MATERIAL PROVIDED -
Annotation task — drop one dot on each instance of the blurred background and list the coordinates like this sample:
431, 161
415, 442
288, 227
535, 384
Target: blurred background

PROBLEM TO SOLVE - Please copy the material above line for line, keeping every character unchanged.

PROBLEM SOLUTION -
Annotation task — drop one dot on each instance of the blurred background and list the coordinates like this sample:
431, 161
415, 442
288, 227
535, 384
Target: blurred background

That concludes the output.